Exercise description
Can you quote the items between the line containing "Where can you spot the woman's" and the line containing "column 556, row 302", inclusive, word for word?

┌──

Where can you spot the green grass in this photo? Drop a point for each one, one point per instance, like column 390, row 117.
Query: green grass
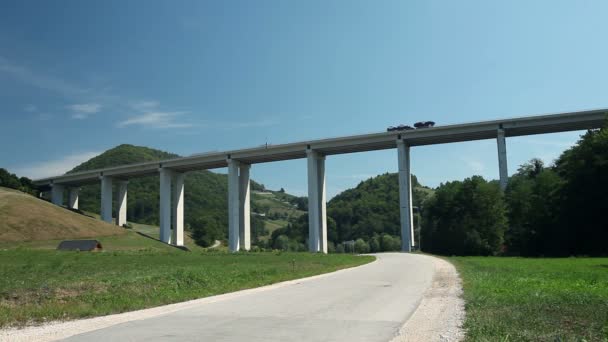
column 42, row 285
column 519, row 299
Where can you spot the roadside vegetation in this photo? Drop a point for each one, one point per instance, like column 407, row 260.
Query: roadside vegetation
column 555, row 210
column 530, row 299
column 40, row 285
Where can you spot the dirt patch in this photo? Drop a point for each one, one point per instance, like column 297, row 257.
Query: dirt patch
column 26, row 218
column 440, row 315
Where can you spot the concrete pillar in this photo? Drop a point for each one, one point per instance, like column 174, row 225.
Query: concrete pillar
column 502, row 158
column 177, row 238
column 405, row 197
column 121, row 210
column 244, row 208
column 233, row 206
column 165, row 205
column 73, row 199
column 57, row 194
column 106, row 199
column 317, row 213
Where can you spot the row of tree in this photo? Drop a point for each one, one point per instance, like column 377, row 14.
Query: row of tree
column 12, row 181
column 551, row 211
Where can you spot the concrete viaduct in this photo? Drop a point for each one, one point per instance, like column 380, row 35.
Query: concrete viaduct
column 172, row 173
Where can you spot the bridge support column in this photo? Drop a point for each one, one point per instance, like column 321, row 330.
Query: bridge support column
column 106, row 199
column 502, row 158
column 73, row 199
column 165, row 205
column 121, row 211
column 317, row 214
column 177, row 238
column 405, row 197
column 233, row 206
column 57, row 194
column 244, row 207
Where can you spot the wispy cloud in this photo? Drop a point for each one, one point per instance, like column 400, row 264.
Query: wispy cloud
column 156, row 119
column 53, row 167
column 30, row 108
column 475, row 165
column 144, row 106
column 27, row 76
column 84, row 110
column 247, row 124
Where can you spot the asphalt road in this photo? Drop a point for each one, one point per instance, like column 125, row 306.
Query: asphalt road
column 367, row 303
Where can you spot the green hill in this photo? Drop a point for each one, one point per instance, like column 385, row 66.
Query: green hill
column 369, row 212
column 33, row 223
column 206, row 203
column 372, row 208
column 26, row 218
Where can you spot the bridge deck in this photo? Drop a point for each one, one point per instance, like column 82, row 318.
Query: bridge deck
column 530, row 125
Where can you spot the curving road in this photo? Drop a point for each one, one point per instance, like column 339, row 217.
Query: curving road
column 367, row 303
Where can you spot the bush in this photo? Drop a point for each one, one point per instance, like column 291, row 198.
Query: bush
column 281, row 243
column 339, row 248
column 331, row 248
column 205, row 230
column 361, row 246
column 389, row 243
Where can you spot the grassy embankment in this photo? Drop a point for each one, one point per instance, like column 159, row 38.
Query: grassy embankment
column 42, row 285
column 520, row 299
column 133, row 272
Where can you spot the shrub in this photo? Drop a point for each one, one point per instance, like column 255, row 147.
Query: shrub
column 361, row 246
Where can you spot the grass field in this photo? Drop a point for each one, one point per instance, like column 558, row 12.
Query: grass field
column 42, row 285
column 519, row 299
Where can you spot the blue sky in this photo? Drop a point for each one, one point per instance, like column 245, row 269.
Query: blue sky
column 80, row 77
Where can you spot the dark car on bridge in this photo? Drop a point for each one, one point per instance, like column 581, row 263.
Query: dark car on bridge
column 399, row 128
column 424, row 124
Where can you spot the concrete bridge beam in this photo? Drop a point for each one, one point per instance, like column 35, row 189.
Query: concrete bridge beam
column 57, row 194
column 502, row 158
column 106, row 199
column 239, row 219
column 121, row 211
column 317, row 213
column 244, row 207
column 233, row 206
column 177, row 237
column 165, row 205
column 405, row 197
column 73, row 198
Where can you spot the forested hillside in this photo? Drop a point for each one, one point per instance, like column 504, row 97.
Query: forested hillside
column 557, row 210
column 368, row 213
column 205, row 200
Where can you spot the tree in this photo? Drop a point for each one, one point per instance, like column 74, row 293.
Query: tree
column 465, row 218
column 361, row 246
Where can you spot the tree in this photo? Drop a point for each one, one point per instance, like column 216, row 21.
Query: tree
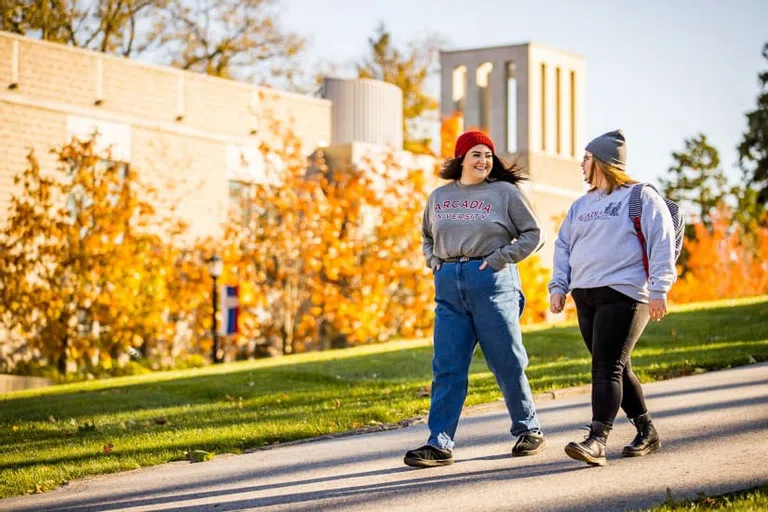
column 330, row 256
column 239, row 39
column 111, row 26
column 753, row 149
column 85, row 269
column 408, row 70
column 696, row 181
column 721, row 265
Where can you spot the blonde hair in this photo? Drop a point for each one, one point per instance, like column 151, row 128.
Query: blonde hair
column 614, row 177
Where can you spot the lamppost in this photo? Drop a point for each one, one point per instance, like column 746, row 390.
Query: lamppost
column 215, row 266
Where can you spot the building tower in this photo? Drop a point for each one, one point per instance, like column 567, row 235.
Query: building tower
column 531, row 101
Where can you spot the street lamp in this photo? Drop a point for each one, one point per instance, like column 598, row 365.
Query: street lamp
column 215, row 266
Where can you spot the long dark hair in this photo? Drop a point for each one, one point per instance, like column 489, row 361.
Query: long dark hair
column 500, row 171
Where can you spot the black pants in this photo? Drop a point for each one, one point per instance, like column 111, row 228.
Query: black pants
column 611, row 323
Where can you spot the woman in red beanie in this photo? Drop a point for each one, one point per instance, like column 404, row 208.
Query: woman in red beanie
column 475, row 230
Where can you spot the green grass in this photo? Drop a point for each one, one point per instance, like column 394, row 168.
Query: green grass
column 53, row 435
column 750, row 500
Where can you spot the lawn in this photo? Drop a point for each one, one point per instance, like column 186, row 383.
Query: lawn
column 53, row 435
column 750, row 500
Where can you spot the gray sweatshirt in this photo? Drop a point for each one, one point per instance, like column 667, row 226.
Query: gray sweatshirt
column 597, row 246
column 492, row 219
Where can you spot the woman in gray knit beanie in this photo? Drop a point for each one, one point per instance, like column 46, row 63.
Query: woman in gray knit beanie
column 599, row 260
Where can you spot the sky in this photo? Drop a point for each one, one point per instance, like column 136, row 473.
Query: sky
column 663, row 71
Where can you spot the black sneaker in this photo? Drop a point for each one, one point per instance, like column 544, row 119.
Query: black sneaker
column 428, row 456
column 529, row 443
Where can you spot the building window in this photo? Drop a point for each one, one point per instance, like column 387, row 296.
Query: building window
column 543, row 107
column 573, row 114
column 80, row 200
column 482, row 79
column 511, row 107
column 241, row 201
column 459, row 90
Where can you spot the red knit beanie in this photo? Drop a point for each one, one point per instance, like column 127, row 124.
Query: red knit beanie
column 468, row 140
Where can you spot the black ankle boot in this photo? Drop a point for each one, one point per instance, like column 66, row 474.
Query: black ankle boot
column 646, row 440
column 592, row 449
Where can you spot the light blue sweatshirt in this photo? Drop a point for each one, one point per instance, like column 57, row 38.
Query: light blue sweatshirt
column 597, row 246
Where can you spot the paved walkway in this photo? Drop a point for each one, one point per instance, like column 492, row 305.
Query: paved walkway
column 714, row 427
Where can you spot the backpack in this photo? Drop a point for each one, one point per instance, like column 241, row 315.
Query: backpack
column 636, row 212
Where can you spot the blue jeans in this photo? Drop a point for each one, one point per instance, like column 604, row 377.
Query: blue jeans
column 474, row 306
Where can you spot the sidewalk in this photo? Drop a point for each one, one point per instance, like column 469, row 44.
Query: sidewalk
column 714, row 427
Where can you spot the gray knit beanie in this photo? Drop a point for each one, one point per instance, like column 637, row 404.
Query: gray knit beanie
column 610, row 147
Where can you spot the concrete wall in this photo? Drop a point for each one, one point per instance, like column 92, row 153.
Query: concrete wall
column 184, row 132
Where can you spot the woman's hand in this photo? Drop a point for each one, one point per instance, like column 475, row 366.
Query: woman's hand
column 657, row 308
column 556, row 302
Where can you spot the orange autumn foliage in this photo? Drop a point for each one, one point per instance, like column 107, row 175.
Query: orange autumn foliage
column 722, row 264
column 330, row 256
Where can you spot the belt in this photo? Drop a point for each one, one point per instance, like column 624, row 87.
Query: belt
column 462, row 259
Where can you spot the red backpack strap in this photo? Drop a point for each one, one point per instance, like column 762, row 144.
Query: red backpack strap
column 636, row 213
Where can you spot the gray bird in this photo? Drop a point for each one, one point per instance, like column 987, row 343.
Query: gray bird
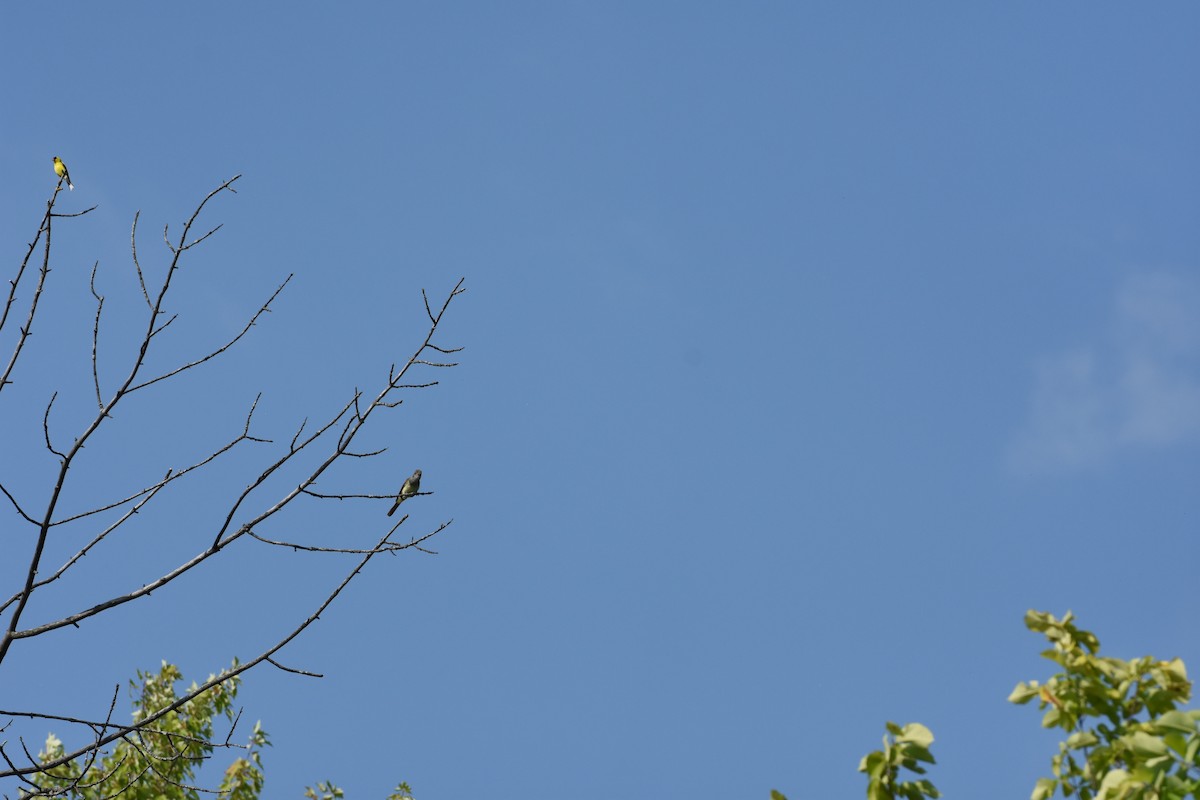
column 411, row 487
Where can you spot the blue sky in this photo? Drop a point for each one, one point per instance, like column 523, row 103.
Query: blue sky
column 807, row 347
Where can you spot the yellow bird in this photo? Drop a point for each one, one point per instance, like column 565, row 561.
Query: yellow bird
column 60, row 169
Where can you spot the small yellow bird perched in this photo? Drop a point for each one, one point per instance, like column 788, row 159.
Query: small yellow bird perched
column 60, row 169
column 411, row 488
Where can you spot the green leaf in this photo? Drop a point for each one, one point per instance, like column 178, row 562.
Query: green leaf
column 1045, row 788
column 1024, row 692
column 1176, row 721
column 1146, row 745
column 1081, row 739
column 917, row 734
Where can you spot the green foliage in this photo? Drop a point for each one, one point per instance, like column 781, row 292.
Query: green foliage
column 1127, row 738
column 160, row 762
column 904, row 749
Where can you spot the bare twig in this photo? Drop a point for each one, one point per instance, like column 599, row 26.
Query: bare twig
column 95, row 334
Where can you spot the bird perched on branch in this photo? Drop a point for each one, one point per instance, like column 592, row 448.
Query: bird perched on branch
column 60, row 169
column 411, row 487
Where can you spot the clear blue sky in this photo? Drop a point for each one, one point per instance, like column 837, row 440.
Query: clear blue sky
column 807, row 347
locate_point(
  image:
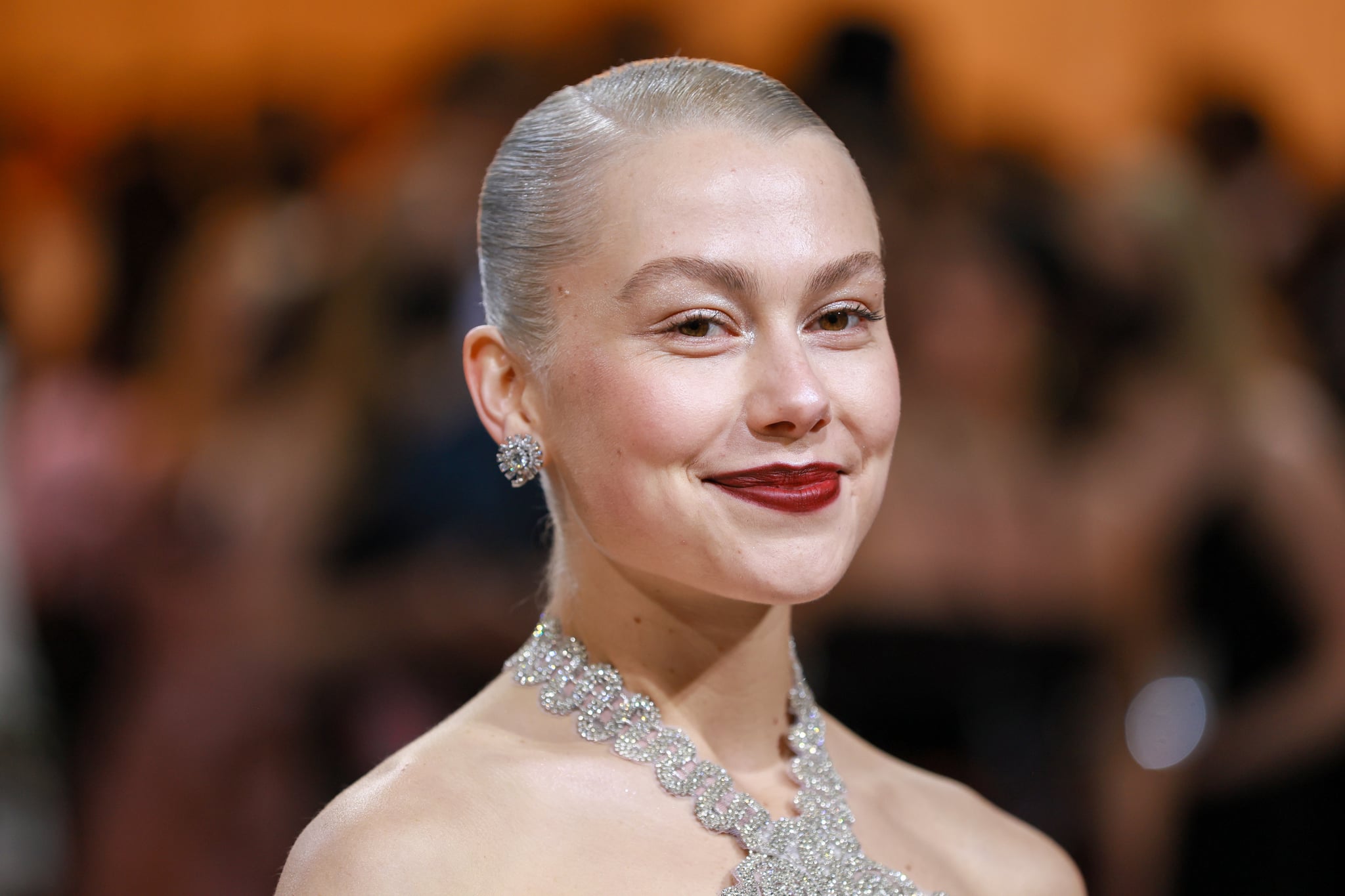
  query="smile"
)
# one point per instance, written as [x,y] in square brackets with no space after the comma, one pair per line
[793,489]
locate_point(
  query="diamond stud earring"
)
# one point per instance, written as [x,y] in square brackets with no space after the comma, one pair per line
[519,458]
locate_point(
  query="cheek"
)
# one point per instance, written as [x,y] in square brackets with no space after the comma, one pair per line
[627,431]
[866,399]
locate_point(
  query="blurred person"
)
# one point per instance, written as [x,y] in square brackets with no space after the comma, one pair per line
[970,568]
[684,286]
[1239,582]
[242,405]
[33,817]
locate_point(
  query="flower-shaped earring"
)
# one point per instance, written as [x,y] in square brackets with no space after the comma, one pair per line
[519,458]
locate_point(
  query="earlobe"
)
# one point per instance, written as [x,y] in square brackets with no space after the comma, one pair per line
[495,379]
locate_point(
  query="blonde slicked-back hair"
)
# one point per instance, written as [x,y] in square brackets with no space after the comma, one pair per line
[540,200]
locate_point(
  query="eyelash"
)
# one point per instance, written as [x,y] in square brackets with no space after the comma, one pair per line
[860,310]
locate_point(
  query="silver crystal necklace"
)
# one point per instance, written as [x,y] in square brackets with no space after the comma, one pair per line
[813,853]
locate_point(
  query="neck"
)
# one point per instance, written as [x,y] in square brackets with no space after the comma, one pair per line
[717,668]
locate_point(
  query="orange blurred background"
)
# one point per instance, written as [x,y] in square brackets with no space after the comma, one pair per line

└──

Solution for this problem
Where can you spot the woman's hand in this photo? Drop a point for each one, one point per instance, like column 475, row 366.
Query: woman's hand
column 657, row 308
column 556, row 302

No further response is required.